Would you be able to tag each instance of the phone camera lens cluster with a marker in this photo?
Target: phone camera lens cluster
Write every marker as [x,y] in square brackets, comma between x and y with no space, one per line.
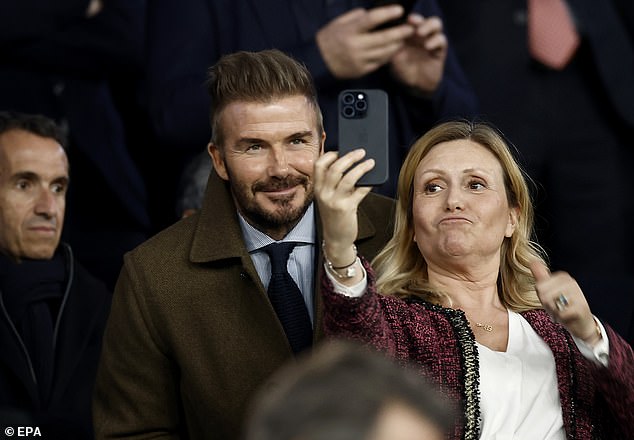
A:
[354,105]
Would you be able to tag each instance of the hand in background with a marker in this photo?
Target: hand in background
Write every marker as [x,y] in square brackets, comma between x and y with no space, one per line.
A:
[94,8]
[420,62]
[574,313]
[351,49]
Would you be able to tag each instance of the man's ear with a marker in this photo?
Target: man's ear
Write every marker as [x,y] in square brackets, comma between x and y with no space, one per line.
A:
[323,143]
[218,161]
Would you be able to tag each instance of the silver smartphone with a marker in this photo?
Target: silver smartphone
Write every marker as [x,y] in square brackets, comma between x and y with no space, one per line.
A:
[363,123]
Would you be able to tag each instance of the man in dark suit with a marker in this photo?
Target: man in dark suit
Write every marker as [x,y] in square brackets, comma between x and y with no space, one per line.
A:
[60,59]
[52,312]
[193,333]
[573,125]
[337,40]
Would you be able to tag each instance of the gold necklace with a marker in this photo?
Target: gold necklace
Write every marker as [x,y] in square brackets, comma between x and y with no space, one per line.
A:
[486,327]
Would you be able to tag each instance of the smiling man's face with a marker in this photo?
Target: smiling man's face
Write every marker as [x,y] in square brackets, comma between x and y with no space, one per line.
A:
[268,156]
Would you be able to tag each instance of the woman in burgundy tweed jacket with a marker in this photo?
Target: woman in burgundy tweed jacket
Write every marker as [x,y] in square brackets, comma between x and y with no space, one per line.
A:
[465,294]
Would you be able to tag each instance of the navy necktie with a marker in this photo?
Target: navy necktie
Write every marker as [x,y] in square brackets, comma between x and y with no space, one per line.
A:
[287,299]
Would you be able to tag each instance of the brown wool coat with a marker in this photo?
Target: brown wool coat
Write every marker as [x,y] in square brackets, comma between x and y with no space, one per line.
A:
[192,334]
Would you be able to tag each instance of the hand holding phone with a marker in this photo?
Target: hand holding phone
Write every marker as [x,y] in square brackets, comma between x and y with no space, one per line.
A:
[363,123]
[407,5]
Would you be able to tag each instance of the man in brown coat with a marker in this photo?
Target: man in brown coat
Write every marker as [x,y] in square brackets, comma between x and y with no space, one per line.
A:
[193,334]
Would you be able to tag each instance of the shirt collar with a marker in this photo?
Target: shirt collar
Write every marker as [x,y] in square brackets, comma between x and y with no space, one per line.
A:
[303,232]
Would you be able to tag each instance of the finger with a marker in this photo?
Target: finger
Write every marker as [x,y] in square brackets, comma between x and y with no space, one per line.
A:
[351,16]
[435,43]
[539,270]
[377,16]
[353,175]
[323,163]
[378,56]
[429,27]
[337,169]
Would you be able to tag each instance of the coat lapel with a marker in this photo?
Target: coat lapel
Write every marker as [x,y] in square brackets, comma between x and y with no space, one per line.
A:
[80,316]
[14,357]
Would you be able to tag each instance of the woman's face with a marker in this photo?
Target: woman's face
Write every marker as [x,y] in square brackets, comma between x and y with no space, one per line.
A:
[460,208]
★ ★ ★ ★ ★ ★ ★
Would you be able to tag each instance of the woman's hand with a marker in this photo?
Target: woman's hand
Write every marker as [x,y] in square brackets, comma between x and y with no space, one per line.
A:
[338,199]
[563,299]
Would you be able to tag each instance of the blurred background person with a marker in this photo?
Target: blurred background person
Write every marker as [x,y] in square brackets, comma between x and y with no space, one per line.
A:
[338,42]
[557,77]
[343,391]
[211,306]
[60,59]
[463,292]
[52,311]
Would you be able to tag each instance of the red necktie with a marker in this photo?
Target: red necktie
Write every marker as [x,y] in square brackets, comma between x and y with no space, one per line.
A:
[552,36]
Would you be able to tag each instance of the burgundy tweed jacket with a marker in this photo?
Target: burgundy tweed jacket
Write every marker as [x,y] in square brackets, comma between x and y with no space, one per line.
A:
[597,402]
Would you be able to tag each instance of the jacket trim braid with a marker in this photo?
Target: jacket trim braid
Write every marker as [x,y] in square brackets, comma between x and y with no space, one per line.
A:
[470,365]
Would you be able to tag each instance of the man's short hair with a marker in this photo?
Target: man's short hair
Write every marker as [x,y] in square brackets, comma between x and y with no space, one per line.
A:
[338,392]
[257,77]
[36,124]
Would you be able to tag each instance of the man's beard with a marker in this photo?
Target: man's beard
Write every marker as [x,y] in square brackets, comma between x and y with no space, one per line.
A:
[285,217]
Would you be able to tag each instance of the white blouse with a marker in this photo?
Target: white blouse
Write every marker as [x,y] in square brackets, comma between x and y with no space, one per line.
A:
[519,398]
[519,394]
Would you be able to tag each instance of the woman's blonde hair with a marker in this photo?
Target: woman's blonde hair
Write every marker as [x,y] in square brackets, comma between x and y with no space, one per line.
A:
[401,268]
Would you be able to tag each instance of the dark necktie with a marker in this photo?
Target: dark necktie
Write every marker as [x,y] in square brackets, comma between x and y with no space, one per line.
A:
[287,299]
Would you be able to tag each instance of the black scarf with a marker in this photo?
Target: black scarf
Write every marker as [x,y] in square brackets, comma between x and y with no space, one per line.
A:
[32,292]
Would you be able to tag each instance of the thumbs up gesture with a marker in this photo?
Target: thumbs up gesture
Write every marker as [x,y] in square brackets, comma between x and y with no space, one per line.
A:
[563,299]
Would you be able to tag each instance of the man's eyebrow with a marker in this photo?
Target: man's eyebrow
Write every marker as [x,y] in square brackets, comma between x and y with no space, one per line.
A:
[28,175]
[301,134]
★ ★ ★ ★ ★ ★ ★
Work to complete:
Only the lines containing "burgundy" are needed; pull them out of the listing.

Task response:
Would you be able to tag each instance of the woman in burgundy tweed jacket with a marker in this photo?
Target: woman in burgundy tweed jacket
Would you be able to tag each instance of the burgundy tweed jacket with a marker in this photo?
Target: burgundy tweed jacket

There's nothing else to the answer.